座標アノテーションの記録:
* * * * *
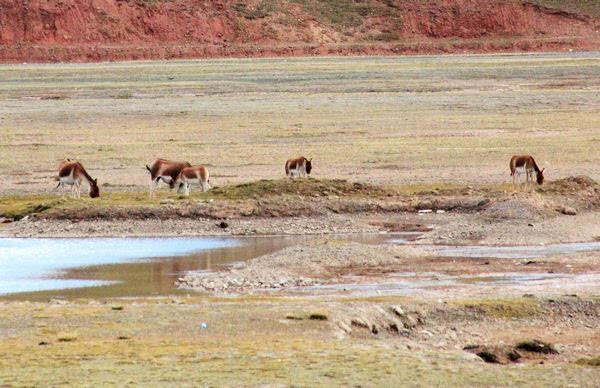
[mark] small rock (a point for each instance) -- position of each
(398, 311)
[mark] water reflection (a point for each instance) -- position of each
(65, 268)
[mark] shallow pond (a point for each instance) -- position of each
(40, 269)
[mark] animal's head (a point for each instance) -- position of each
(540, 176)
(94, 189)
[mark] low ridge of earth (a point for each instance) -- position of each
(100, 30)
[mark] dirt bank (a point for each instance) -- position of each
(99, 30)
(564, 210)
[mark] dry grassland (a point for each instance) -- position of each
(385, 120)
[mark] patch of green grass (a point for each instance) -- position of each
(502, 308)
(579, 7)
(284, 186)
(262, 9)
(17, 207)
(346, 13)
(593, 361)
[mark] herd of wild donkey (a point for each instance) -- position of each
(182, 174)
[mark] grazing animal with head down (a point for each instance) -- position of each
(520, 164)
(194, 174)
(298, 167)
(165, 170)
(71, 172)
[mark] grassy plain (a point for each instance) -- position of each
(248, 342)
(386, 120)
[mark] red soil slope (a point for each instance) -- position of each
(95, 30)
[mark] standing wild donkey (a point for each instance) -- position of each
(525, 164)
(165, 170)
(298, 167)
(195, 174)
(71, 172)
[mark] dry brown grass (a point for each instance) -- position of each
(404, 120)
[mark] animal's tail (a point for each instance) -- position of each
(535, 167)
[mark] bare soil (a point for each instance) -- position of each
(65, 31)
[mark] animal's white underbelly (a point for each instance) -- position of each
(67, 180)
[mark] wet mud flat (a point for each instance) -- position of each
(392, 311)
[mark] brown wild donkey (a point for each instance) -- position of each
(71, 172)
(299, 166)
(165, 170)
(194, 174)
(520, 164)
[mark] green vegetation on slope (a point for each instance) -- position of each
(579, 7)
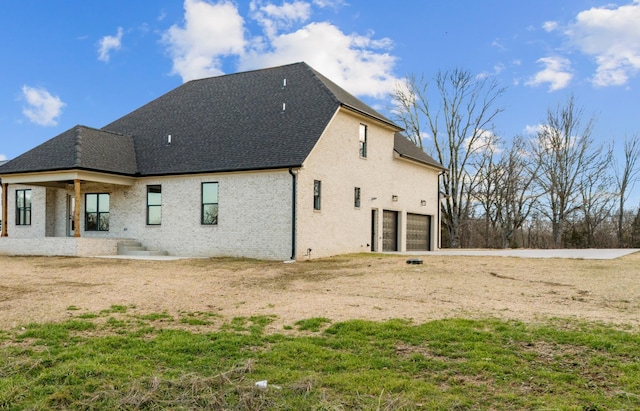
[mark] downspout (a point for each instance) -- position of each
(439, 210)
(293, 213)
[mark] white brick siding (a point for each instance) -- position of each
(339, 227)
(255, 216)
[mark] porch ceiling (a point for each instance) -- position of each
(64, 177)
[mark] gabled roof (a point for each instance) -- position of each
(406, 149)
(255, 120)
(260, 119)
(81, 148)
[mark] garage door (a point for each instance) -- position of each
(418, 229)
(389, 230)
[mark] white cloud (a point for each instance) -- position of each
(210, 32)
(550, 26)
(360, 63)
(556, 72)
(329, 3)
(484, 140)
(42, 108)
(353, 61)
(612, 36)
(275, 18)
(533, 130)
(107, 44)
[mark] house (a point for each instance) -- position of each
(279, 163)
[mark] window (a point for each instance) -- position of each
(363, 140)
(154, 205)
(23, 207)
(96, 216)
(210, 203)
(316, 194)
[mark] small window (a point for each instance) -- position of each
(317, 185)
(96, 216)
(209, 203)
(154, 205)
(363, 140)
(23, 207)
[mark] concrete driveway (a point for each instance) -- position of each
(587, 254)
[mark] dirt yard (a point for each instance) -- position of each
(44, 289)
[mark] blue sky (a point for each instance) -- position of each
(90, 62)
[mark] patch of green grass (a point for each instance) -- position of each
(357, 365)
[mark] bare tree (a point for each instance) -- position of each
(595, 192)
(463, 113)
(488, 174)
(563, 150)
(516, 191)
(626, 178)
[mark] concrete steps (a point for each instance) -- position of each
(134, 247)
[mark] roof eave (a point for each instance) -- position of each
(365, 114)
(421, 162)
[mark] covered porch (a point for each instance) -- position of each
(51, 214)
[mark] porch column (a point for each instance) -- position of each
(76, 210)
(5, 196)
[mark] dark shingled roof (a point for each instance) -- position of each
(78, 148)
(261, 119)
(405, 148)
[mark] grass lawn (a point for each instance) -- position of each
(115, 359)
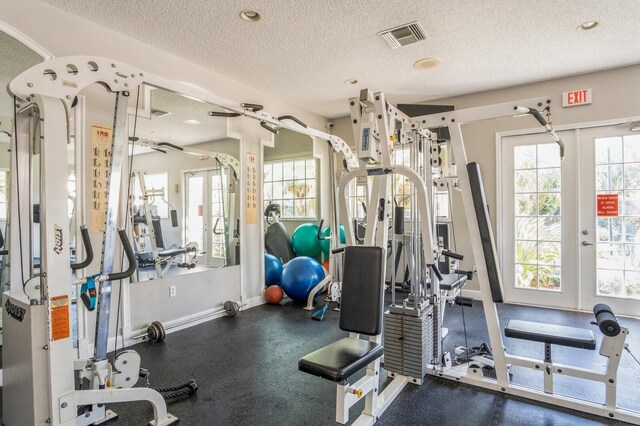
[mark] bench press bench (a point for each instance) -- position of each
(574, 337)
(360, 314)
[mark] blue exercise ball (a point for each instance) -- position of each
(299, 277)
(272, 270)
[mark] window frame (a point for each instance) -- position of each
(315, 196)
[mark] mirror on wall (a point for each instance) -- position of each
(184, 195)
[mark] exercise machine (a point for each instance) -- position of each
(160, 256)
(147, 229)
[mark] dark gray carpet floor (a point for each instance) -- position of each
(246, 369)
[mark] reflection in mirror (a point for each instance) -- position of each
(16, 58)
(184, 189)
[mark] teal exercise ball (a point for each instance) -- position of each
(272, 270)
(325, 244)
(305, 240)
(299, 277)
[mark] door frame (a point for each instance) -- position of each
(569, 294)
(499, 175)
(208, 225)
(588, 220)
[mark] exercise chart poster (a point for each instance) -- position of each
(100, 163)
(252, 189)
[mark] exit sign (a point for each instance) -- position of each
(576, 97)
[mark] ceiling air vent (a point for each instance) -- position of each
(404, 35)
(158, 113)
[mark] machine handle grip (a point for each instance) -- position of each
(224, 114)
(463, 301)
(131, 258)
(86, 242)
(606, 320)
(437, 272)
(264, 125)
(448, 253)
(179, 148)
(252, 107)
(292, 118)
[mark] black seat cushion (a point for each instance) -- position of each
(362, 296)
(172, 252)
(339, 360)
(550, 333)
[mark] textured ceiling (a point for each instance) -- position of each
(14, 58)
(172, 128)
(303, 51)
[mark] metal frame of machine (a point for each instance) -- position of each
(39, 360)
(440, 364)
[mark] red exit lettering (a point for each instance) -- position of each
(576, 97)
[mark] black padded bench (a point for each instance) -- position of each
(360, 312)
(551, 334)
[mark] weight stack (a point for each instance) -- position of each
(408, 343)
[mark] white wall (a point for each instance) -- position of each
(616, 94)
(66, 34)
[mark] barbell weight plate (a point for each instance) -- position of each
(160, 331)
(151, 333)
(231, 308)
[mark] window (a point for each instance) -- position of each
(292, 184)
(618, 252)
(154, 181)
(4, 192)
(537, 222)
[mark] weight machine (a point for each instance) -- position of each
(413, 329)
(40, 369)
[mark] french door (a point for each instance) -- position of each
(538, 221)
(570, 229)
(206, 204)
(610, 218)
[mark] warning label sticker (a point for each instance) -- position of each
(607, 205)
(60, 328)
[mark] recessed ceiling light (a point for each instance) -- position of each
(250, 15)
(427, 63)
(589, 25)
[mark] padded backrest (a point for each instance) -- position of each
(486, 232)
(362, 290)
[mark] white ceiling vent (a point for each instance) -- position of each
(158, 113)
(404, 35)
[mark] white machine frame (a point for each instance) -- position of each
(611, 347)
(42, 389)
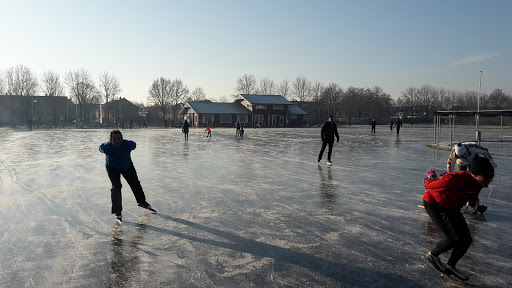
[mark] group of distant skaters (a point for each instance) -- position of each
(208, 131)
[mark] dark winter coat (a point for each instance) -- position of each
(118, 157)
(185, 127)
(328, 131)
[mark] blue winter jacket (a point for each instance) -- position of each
* * * * *
§ **出題**: 上のデータの「[mark] dark winter」を含む行から始まり、データの末尾で終わる範囲を、両端も含めて「番号」と「内容」の2列からなるMarkdownの表に書き直してください。空行は表に入れないでください。

§ **課題への回答**:
| 番号 | 内容 |
|---|---|
| 1 | [mark] dark winter coat (a point for each instance) -- position of each |
| 2 | (118, 157) |
| 3 | (185, 127) |
| 4 | (328, 131) |
| 5 | [mark] blue winter jacket (a point for each instance) -- position of each |